── Supplied material
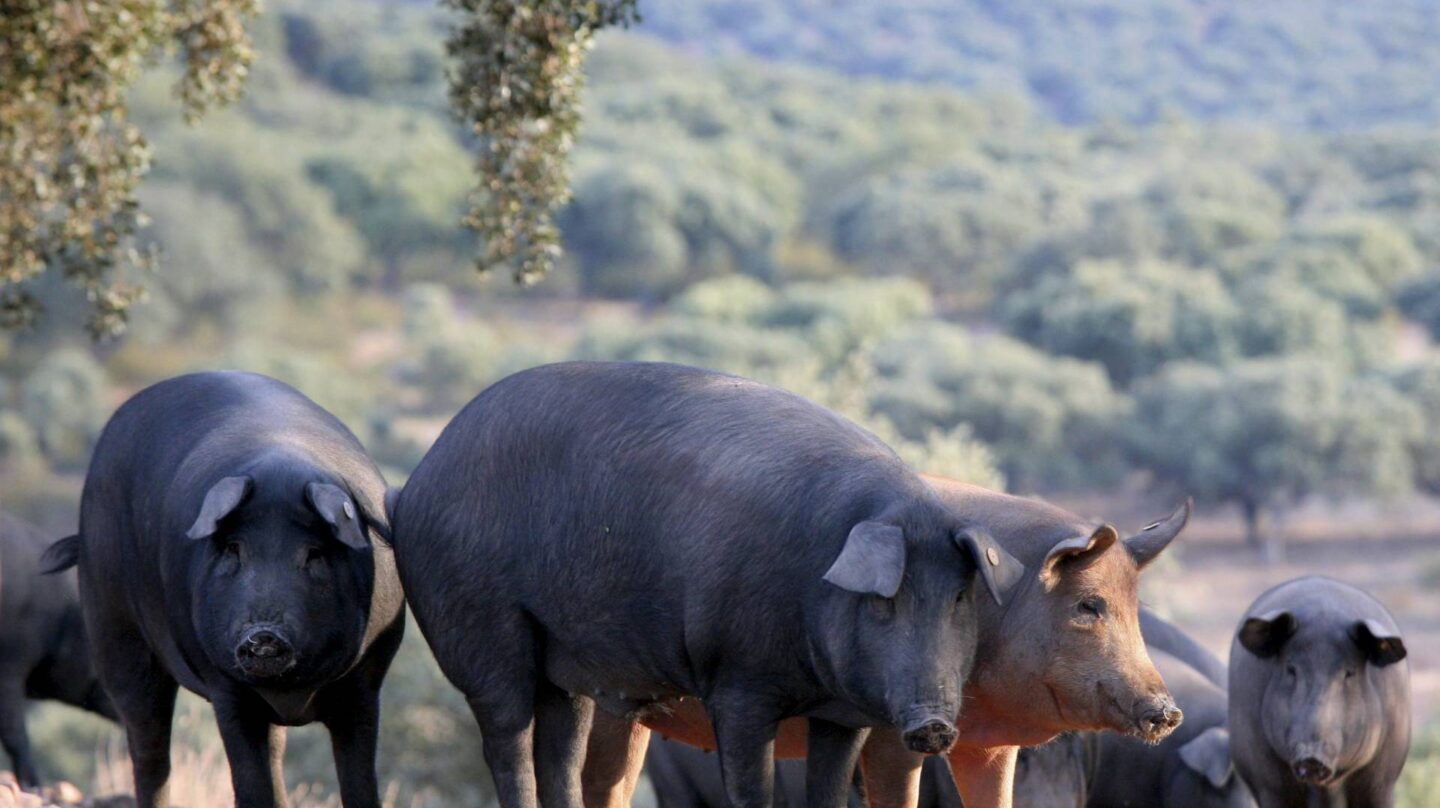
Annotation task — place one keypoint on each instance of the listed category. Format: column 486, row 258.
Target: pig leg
column 614, row 759
column 985, row 777
column 255, row 749
column 562, row 728
column 892, row 771
column 144, row 696
column 12, row 729
column 503, row 697
column 831, row 764
column 745, row 735
column 352, row 713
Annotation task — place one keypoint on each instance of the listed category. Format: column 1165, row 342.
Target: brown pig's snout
column 1157, row 717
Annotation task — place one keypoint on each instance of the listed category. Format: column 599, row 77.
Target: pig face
column 1322, row 707
column 1076, row 631
column 285, row 576
column 899, row 630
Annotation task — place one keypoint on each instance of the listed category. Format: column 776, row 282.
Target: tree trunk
column 1263, row 533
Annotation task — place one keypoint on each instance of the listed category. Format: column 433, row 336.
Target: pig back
column 641, row 510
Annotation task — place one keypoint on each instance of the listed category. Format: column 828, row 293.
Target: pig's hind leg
column 12, row 728
column 562, row 729
column 745, row 735
column 500, row 686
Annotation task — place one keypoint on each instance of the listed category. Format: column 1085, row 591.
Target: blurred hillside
column 1105, row 248
column 1308, row 64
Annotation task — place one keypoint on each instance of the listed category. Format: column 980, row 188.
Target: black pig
column 228, row 543
column 637, row 533
column 1319, row 696
column 42, row 643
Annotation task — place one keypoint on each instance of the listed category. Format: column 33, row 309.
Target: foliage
column 516, row 79
column 1272, row 431
column 65, row 405
column 1131, row 317
column 74, row 160
column 1047, row 421
column 1420, row 779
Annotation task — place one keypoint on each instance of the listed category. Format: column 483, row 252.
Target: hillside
column 1299, row 64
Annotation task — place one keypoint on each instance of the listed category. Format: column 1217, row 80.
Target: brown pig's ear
column 1000, row 569
column 1381, row 645
column 1152, row 539
column 1076, row 553
column 1266, row 634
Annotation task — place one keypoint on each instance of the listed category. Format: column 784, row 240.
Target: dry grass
column 200, row 777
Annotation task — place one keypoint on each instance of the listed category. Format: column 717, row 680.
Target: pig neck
column 1002, row 705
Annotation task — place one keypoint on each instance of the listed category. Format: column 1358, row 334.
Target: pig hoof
column 1312, row 771
column 930, row 739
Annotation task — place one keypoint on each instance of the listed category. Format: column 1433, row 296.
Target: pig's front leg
column 892, row 771
column 745, row 735
column 985, row 777
column 830, row 765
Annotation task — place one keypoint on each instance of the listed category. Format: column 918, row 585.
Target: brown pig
column 1063, row 653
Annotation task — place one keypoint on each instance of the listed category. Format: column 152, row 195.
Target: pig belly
column 687, row 722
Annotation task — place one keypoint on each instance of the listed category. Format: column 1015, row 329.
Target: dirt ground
column 1390, row 550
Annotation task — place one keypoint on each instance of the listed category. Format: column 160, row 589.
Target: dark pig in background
column 231, row 542
column 1064, row 653
column 42, row 643
column 1319, row 697
column 635, row 533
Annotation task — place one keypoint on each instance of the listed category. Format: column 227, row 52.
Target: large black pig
column 228, row 542
column 1319, row 697
column 635, row 533
column 42, row 643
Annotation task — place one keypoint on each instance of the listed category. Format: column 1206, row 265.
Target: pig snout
column 264, row 651
column 930, row 736
column 1158, row 717
column 1312, row 771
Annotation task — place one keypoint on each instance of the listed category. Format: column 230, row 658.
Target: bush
column 65, row 404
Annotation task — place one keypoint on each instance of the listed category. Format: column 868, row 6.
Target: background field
column 1105, row 252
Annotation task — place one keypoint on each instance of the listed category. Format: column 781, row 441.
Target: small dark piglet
column 42, row 643
column 1319, row 697
column 232, row 542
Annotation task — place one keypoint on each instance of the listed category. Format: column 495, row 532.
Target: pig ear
column 1208, row 753
column 1080, row 550
column 871, row 562
column 1000, row 569
column 1152, row 539
column 1266, row 634
column 1381, row 645
column 336, row 507
column 222, row 499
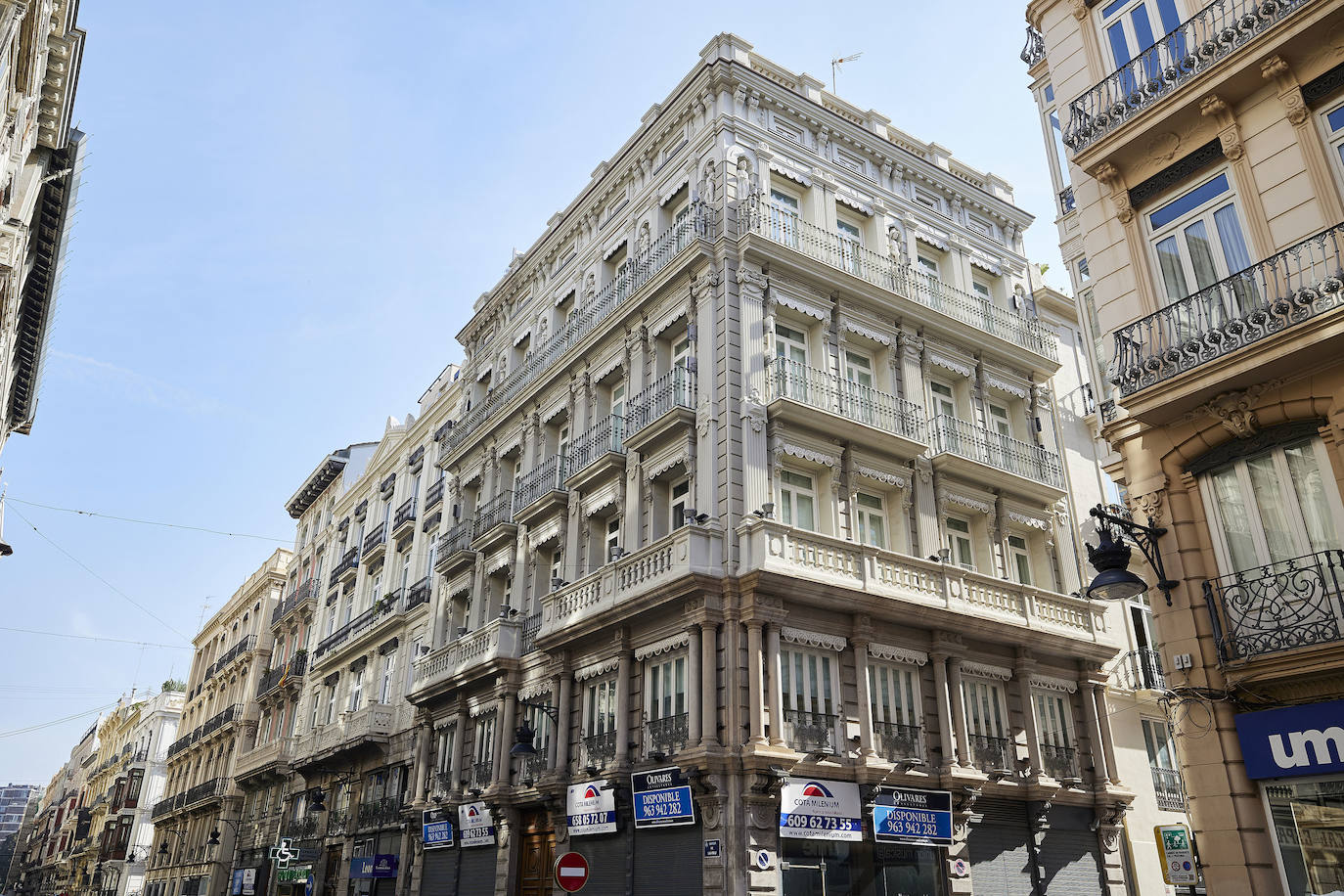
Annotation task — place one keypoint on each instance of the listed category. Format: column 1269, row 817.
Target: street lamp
column 1110, row 558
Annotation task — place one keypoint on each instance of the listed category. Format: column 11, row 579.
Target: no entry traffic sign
column 571, row 872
────
Can you arrange all the records above as a two-column CSV with the columns request and points, one row per request, putting its text and its answer each in one quoted field with line breaks turned into spaces? Leave the pictures out of the answer.

request,points
"Annotation task — place one keypoint on each instance of the listed category. Format: column 486, row 258. Target: pig leg","column 614, row 759 column 985, row 777 column 255, row 749 column 562, row 728 column 892, row 771 column 144, row 696 column 12, row 729 column 503, row 697 column 831, row 764 column 745, row 735 column 352, row 713"
"Annotation task — place one keypoint on each instance of the listed category. Format: column 1165, row 342. Target: brown pig's snout","column 1157, row 717"
"Annotation task — place one keypoint on each instance of the listed category. Format: column 599, row 77. Target: pig face","column 1322, row 707 column 1076, row 631 column 285, row 576 column 899, row 630"
"Annotation task — place one keypoint on each instance of the listed category. Format: column 776, row 282. Target: tree trunk","column 1263, row 533"
"Annotation task — place one keypoint on each instance of the listed category. Format: column 433, row 336. Target: pig back","column 641, row 510"
"Annotation task — place one keypoint on each instance of the listed category. Format: column 828, row 293. Target: pig's hind leg","column 12, row 728 column 562, row 729 column 745, row 735 column 500, row 686"
"Annotation task — place one keypoint on each instance of the listed category. Format: column 1085, row 591. Target: blurred hillside","column 1105, row 248 column 1308, row 64"
"Annotation task — place one keypoint on each instance of the listed category. Format: column 980, row 188. Target: black pig","column 228, row 543 column 637, row 533 column 1319, row 696 column 42, row 643"
"Annotation task — place one keypoint on each instance of the listed category. Format: column 33, row 309. Target: foliage","column 516, row 79 column 1272, row 431 column 65, row 405 column 1131, row 317 column 74, row 160 column 1047, row 421 column 1420, row 779"
"Annotation task — place one keypoint on each instance of the listed category. Format: column 483, row 252. Target: hillside","column 1299, row 64"
"Annotation task — place one keypoint on each instance of the listed category. Format: column 1217, row 80. Target: brown pig's ear","column 1000, row 569 column 1381, row 645 column 1152, row 539 column 1076, row 553 column 1266, row 634"
"Annotation task — place one keypoint on each instance of the listed category. Format: column 784, row 240. Target: dry grass","column 200, row 777"
"Annotation task — place one keypoint on each instance of the listed category. Format: column 717, row 680. Target: pig neck","column 1002, row 705"
"Annotation task — place one keypoint on each instance of the listed category. Format: column 1358, row 334. Target: pig hoof","column 1312, row 771 column 930, row 739"
"Annotation task — place one keypoint on each instance of the listed category. Format: column 1433, row 296. Target: pig's front leg","column 892, row 771 column 745, row 735 column 985, row 777 column 830, row 765"
"Annotation task — place one keypoint on each instance of the listed category. Format: column 918, row 585. Target: brown pig","column 1063, row 653"
"Annotation task — place one keypoint on each instance of the listed category. Format: column 152, row 195. Target: pig belly","column 687, row 722"
"Annotation task — place one keypoint on each instance of the listed category. Format: column 1015, row 329. Target: dirt ground","column 1390, row 550"
"Annotation task — place one keypoint on each instance of the listed category. Format: column 160, row 589. Target: dark pig in background","column 231, row 542 column 1064, row 653 column 42, row 643 column 1319, row 697 column 635, row 533"
"Annotation task — place one keypoint on each instance of the listed category. Format: column 227, row 52. Target: large black pig","column 228, row 542 column 1319, row 697 column 635, row 533 column 42, row 643"
"Annotation task — place one keypoint on each instance of the listed category. Format: column 1206, row 265. Target: pig snout","column 264, row 651 column 930, row 736 column 1158, row 717 column 1312, row 771"
"Annotation task — place one keypoint on each instance of the listed category. Format: column 230, row 658. Target: bush","column 65, row 404"
"Annotation task — place one keypoint on each instance of the listed category. Format: column 868, row 6. Target: background field","column 1105, row 252"
"Annotation task — place one keypoint on each instance of the listed category. Format: column 781, row 441. Target: small dark piglet","column 42, row 643 column 1319, row 697 column 232, row 542"
"Annotation task — place one keypoint on each instance of the listed category. Format: column 495, row 532. Target: pig ear","column 1208, row 753 column 1080, row 550 column 871, row 562 column 1000, row 569 column 1152, row 539 column 1266, row 634 column 1381, row 645 column 336, row 507 column 222, row 499"
"Annotation task — place one keypoint on each instance of the listed category. Format: column 1269, row 817. Target: street lamp","column 1110, row 558"
"Annotation task — place one keypoint on each instance of the listed category. Format: column 11, row 579. Target: no entry traffic sign","column 571, row 872"